Im zweiten Teil des Buches wird das erfreulicherweise etwas weniger und man kann den Geschichten der verschiedenen Familienmitgliedern wesentlich besser folgen.

Denn abgesehen von den abstrusen Fragmenten und Gedankenfetzen ist es ein wirklich gutes Buch mit komplexen und vielschichtigen Charakteren, die einem teilweise auch sehr ans Herz wachsen.  Die Story selbst ist schnell erzählt. Die Woche Ferien in Wales im roten Haus vereint das sich voneinander entfernte Geschwisterpaar Angela und Richard, die in den den letzten 15 Jahren kaum mehr als einen Nachmittag miteinander verbracht haben. Der Tod der Mutter ist der Anlass für diesen Ausflug beider Familien in ein altes, rotes Backsteinhaus.

Jedes Familienmitglied kommt mit einer Menge emotionalem Gepäck: Geheimnisse, Verletzungen, Missverständnise, Ängste. Wie Tolstoi eben „Alle glücklichen Familien gleichen einander, jede unglückliche Familie ist auf ihre eigene Weise unglücklich“. Dabei geht es gar nicht so sehr um großes Unglück, mehr so das normale, alltägliche mehr oder wenig große Unglücklichsein.

Richard bringt seine neue Ehefrau und deren 15-jährige Tochter Melissa mit. Melissa gibt das frühreife Miststück, permanent am Flirten und mit recht scharfer Zunge ausgestattet.

### BEREITGESTELLTE DATEN
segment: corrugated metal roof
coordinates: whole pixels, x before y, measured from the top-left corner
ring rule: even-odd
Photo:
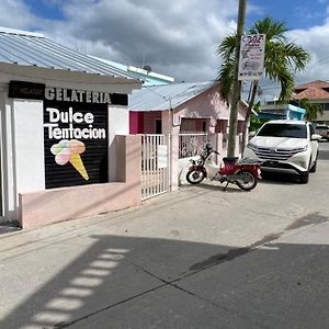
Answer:
[[[129,110],[163,111],[174,109],[215,84],[216,82],[208,81],[144,87],[140,90],[133,91],[129,97]]]
[[[5,27],[0,27],[1,61],[137,80],[135,75],[71,50],[42,34]]]

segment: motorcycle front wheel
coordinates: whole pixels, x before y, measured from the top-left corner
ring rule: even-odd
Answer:
[[[257,178],[249,171],[237,172],[237,185],[243,191],[251,191],[257,185]]]
[[[190,184],[198,184],[205,179],[203,171],[192,170],[186,173],[186,181]]]

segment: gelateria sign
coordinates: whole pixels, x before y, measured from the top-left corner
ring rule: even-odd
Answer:
[[[45,89],[47,189],[107,182],[109,104],[125,102],[106,92]]]

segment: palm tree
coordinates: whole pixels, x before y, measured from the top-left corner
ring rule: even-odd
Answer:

### AUFGABE
Geben Sie aus der Buchbesprechung den Abschnitt von "Im zweiten Teil" bis einschließlich "altes, rotes Backsteinhaus." wortgetreu wieder. Die Datensätze stammen aus einer anderen Quelle.

### LÖSUNG
Im zweiten Teil des Buches wird das erfreulicherweise etwas weniger und man kann den Geschichten der verschiedenen Familienmitgliedern wesentlich besser folgen.

Denn abgesehen von den abstrusen Fragmenten und Gedankenfetzen ist es ein wirklich gutes Buch mit komplexen und vielschichtigen Charakteren, die einem teilweise auch sehr ans Herz wachsen.  Die Story selbst ist schnell erzählt. Die Woche Ferien in Wales im roten Haus vereint das sich voneinander entfernte Geschwisterpaar Angela und Richard, die in den den letzten 15 Jahren kaum mehr als einen Nachmittag miteinander verbracht haben. Der Tod der Mutter ist der Anlass für diesen Ausflug beider Familien in ein altes, rotes Backsteinhaus.